Exercise task — Retype the rows below from the line with "Can you find the coat pocket?" to the line with "[[775, 530], [631, 532]]", both included, keeping every character the same.

Provided material —
▶

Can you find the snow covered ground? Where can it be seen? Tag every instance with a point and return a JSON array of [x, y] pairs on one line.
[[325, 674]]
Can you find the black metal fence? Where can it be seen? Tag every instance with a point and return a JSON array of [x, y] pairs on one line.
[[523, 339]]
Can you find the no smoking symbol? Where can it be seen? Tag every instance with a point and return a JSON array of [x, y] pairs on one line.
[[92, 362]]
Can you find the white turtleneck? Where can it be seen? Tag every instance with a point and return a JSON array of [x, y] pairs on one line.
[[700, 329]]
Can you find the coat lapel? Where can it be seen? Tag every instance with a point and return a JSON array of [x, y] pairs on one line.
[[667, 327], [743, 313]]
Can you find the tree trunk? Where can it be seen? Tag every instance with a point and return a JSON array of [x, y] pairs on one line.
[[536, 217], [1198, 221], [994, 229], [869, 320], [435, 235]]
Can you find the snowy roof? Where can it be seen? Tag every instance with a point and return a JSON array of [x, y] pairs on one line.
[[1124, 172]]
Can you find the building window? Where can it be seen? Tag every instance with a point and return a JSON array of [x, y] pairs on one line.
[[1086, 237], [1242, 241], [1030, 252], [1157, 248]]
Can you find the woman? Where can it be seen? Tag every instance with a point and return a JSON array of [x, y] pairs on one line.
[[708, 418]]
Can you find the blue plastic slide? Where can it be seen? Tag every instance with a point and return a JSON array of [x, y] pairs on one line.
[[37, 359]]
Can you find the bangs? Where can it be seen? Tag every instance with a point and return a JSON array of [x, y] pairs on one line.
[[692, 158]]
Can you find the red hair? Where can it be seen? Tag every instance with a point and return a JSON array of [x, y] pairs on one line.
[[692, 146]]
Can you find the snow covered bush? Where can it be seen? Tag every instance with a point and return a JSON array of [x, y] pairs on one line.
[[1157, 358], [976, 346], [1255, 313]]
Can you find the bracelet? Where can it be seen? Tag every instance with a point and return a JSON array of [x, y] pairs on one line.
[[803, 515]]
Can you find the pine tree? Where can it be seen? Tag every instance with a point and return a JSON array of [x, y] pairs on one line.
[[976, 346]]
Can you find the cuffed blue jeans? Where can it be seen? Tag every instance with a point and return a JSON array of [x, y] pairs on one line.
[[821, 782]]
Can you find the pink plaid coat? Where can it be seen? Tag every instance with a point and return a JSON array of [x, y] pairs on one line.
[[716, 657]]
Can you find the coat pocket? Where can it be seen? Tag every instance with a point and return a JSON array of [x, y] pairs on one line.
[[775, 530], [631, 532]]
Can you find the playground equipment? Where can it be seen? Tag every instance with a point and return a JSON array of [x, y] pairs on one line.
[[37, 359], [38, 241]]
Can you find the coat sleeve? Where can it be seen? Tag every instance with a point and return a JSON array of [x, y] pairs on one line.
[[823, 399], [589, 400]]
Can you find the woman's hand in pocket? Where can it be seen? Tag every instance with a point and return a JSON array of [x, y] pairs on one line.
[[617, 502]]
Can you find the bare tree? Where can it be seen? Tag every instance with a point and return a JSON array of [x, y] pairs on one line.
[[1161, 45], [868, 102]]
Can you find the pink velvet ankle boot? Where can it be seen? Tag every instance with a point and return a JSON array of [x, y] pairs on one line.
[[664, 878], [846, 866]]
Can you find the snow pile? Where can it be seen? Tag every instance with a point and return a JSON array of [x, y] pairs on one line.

◀

Exercise answer —
Can you find the coat pocket? Where can it be seen? Tag every instance with a point and return a JSON array of [x, y] pairs on one line.
[[775, 530], [631, 532]]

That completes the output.